Everything in the records below should be set down again, word for word.

Top of EXTRACTED MATERIAL

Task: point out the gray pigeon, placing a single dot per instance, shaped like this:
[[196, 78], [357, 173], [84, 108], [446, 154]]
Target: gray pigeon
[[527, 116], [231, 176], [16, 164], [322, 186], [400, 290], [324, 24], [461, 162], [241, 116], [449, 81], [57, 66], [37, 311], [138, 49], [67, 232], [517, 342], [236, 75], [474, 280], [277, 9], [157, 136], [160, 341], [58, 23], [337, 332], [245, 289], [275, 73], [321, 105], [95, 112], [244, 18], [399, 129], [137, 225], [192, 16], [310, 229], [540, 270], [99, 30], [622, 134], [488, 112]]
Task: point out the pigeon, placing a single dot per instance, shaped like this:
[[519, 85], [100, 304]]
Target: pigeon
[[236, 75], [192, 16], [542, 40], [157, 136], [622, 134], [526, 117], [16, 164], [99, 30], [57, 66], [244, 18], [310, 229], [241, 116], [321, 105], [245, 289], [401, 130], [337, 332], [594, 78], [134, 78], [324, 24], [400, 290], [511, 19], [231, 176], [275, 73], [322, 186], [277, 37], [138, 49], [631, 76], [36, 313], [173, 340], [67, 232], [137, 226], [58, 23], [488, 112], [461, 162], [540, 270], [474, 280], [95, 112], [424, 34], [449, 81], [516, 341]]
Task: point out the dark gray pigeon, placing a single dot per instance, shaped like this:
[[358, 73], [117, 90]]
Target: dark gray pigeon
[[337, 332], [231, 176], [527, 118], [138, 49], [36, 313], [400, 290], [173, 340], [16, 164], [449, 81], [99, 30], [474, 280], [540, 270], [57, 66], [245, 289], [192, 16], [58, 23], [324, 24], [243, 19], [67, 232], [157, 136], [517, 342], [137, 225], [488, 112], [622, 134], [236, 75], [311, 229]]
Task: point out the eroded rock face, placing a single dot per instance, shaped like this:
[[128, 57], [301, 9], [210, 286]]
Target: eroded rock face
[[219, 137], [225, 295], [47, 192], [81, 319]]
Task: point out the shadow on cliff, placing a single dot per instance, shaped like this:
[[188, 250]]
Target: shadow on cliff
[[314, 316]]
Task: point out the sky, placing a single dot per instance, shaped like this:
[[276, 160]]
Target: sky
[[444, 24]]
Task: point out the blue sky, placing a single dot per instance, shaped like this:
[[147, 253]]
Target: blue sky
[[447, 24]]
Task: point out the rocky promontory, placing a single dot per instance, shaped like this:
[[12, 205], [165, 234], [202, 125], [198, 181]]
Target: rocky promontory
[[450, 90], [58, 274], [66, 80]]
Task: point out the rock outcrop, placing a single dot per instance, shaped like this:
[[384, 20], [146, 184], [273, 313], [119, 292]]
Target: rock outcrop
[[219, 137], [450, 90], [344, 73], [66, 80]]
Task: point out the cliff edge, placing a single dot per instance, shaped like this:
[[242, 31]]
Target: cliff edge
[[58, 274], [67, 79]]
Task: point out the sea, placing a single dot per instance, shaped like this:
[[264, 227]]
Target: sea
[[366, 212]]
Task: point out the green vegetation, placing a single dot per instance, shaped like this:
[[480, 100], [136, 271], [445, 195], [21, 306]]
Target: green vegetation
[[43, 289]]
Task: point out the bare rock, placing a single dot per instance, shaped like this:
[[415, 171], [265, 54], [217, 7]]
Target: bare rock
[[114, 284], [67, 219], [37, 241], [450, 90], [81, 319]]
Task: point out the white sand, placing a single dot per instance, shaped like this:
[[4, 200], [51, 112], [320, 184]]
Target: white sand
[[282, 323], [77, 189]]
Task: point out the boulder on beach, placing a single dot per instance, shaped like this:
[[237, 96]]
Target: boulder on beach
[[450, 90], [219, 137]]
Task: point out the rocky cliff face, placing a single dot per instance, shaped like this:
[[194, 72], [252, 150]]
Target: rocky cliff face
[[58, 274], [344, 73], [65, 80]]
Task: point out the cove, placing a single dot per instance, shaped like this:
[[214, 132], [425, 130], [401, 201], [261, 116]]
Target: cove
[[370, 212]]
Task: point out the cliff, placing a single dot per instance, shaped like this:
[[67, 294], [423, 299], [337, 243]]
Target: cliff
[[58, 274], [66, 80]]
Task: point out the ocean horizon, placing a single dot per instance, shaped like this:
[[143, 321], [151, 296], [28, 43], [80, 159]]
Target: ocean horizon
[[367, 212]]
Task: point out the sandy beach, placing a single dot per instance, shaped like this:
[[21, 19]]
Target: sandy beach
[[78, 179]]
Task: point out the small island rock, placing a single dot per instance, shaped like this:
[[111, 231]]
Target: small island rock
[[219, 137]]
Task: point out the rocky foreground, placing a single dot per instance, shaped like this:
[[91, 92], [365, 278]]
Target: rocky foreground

Bottom of EXTRACTED MATERIAL

THE COMPLETED TASK:
Task: point out the gray pigeon, placing a single dot per instance, shaped like this:
[[196, 78], [357, 173], [84, 108], [446, 154]]
Target: gray pigeon
[[527, 116], [231, 176], [16, 164], [322, 186], [400, 290], [324, 24], [461, 162], [241, 116], [449, 81], [57, 66], [37, 311], [138, 49], [67, 232], [517, 342], [236, 75], [474, 280], [277, 9], [157, 136], [160, 341], [58, 23], [337, 332], [245, 289], [275, 73], [321, 105], [95, 112], [244, 18], [399, 129], [137, 225], [192, 16], [310, 229], [540, 270], [99, 30], [622, 134], [488, 112]]
Task: point out the pigeon, placing a single dot per instance, shaped like this:
[[519, 85], [100, 304]]
Target: pigeon
[[236, 75], [192, 16], [542, 40], [157, 136], [622, 134], [526, 117], [16, 164], [99, 30], [57, 66], [244, 18], [310, 229], [241, 116], [321, 105], [245, 289], [401, 130], [337, 332], [594, 78], [134, 78], [324, 24], [400, 290], [511, 19], [231, 176], [275, 73], [322, 186], [277, 37], [138, 49], [631, 76], [36, 313], [173, 340], [67, 232], [137, 226], [58, 23], [488, 112], [461, 162], [540, 270], [474, 280], [95, 112], [424, 34], [449, 81], [516, 341]]
Task: point out the dark gray pigeon, placing a single dot per instance, shaped like this:
[[358, 73], [117, 90]]
Target: dark gray pigeon
[[337, 332], [231, 176], [527, 118], [138, 49], [36, 313], [400, 290], [173, 340], [16, 164], [449, 81], [99, 30], [474, 280], [540, 270], [57, 66], [245, 289], [192, 16], [58, 23], [324, 24], [243, 19], [67, 232], [157, 136], [517, 342], [137, 225], [488, 112], [622, 134], [236, 75], [311, 229]]
Task: point out the eroded rock face, placing a single dot per instance, shaped like this:
[[128, 57], [301, 9], [210, 286]]
Target: eroded rock face
[[219, 137], [225, 295], [47, 192], [81, 319]]
Task: point out the shadow on cliff, placing a single dot per instance, shaped like this:
[[188, 250]]
Target: shadow on cliff
[[314, 316]]
Task: point out the sky, placing a single dot per instance, shaped like this:
[[276, 160]]
Target: sky
[[444, 24]]
Task: point out the blue sky, placing a single dot per instance, shaped like this:
[[147, 253]]
Target: blue sky
[[447, 24]]
Task: point out the rocky promontory, placing a single dot per instance, shaped like this:
[[12, 205], [165, 234], [202, 125], [198, 181]]
Target: rocky promontory
[[450, 90], [58, 274], [66, 80]]
Task: point out the rock outcrop, placing a single dot per instance, shaped like this:
[[384, 20], [146, 184], [273, 313], [119, 292]]
Target: rock outcrop
[[219, 137], [450, 90], [344, 73], [66, 80]]
Task: point out the cliff edge, placing a single dot per instance, shaped like this:
[[242, 31]]
Target: cliff edge
[[58, 274], [67, 79]]
Task: point out the sea, placing a single dot per instance, shaped like this:
[[264, 227]]
Target: sea
[[366, 212]]
Task: point out the green vegetation, placing a single dot per instance, shaped like this:
[[480, 100], [136, 271], [445, 195], [21, 306]]
Target: green vegetation
[[43, 289]]
Task: point out the bare rock, placing a single dot per instance, shaped like this:
[[415, 171], [265, 54], [217, 7]]
Target: bare rock
[[114, 284], [67, 219], [37, 241], [450, 90], [81, 319]]
Task: point out the white sand, placing a single dot per instance, shaped like this:
[[4, 200], [51, 112], [320, 184]]
Target: white sand
[[282, 323], [77, 189]]
Task: point out the boulder on beach, placing a single dot per instance, shaped like this:
[[237, 96]]
Target: boulder on beach
[[450, 90], [219, 137]]
Task: point out the rocky cliff face, placing a single dot per instance, shaped like this:
[[194, 72], [252, 150]]
Target: rocky cliff face
[[58, 274], [344, 73], [65, 80]]
Task: point out the cove, placing a single dot per instance, shaped like this:
[[214, 132], [425, 130], [401, 201], [261, 116]]
Target: cove
[[370, 212]]
Task: point out the cliff, placing a single dot per instance, shaped like this:
[[67, 294], [423, 299], [337, 243]]
Target: cliff
[[58, 274], [66, 80]]
Task: point out the ocean horizon, placing a single dot per instance, shaped like this:
[[143, 321], [151, 296], [28, 43], [80, 159]]
Target: ocean horizon
[[367, 212]]
Task: point out the sandy beach, placing a single dot per instance, shaped like this:
[[21, 19]]
Target: sandy beach
[[78, 179]]
Task: point out the small island rock, placing a single dot per instance, shaped like this:
[[111, 231]]
Target: small island rock
[[219, 137]]
Task: point out the rocky foreground, placing a single dot per instance, shaped like this:
[[91, 92], [365, 278]]
Target: rocky foreground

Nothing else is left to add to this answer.